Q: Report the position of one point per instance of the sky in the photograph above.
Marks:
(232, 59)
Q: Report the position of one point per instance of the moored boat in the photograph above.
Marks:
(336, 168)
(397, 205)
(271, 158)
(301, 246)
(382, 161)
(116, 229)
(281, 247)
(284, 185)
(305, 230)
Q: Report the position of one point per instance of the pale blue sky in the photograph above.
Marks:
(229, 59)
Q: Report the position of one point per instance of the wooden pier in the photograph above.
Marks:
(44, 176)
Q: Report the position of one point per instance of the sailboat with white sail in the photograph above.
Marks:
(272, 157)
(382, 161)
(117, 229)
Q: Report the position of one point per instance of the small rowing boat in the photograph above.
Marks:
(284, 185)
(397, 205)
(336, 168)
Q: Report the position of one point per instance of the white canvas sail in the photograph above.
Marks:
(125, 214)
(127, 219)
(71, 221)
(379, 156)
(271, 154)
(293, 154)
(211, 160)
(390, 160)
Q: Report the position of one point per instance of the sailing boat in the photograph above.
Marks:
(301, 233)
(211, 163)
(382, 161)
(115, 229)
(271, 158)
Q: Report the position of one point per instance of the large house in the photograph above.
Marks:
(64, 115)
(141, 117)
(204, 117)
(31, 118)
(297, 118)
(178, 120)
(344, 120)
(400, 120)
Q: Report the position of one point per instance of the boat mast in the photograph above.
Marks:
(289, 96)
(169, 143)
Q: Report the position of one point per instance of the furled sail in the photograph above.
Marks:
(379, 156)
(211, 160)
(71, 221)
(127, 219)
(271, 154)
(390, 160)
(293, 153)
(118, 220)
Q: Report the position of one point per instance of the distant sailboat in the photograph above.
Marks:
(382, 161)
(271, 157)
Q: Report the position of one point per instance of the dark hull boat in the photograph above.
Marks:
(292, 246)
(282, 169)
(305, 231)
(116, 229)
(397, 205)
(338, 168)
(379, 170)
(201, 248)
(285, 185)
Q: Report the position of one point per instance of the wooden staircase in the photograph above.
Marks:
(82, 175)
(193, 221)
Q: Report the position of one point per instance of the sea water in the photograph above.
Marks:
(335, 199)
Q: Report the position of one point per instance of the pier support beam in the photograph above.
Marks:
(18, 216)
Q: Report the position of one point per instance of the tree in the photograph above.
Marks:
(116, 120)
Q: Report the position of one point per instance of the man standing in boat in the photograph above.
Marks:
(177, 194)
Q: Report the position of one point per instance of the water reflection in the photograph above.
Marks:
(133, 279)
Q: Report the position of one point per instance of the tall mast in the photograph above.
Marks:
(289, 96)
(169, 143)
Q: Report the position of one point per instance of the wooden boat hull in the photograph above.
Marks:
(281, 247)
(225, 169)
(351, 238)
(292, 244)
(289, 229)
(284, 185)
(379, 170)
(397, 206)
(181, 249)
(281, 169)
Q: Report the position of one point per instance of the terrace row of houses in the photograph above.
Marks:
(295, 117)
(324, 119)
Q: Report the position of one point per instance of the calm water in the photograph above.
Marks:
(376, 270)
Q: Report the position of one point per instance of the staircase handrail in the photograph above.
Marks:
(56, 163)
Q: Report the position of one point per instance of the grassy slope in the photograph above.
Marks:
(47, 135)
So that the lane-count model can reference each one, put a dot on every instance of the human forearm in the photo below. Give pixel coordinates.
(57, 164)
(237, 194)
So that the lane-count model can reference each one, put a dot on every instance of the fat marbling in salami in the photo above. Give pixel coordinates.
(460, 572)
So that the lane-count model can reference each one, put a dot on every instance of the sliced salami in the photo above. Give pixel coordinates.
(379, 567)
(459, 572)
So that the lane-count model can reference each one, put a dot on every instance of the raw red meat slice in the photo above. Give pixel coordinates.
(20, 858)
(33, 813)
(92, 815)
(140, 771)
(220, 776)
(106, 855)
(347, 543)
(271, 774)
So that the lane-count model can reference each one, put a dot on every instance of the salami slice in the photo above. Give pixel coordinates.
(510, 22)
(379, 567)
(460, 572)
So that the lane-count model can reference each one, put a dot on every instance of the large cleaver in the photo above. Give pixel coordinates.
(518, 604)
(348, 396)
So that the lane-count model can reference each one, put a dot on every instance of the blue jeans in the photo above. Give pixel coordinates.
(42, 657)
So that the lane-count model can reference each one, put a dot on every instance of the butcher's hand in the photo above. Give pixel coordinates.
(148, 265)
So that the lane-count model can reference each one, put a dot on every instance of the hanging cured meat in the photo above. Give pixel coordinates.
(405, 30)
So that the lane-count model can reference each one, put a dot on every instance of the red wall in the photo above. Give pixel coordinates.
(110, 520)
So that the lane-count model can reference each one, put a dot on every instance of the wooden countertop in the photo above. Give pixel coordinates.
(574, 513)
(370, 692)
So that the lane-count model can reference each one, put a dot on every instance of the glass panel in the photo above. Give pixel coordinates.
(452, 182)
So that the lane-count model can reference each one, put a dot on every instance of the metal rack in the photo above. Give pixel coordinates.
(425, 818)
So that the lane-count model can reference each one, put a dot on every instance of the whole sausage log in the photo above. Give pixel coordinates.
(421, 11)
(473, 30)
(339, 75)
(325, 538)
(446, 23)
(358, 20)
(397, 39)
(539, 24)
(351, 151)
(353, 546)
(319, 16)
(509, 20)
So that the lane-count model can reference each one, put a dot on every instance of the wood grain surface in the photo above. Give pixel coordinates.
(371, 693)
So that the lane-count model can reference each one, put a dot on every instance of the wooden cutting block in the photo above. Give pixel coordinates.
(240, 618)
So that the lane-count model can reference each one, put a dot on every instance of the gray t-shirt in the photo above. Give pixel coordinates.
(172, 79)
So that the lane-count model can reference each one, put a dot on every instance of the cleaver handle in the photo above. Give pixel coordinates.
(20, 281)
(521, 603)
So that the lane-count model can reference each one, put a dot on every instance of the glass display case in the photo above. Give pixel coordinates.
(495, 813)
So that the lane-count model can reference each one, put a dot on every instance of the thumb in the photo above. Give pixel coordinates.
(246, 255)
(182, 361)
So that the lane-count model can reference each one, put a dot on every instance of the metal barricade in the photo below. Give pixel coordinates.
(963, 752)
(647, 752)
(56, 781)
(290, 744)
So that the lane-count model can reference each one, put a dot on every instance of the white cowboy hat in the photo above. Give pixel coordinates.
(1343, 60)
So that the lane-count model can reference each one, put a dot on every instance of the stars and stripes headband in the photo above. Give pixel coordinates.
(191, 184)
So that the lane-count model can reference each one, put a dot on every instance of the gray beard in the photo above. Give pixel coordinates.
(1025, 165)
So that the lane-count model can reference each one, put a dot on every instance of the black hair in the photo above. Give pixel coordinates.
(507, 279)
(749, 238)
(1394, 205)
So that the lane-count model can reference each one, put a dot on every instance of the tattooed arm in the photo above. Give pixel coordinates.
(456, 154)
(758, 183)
────────────────────────────────────────
## PROBLEM REQUIREMENTS
Should a line in the material contain "sailboat", copy it.

## OUTPUT OF THE TASK
Q: Report the position of one point per instance of the sailboat with white sail in the photograph above.
Q: Report the position of one point per instance of the distant sailboat in the photograph above.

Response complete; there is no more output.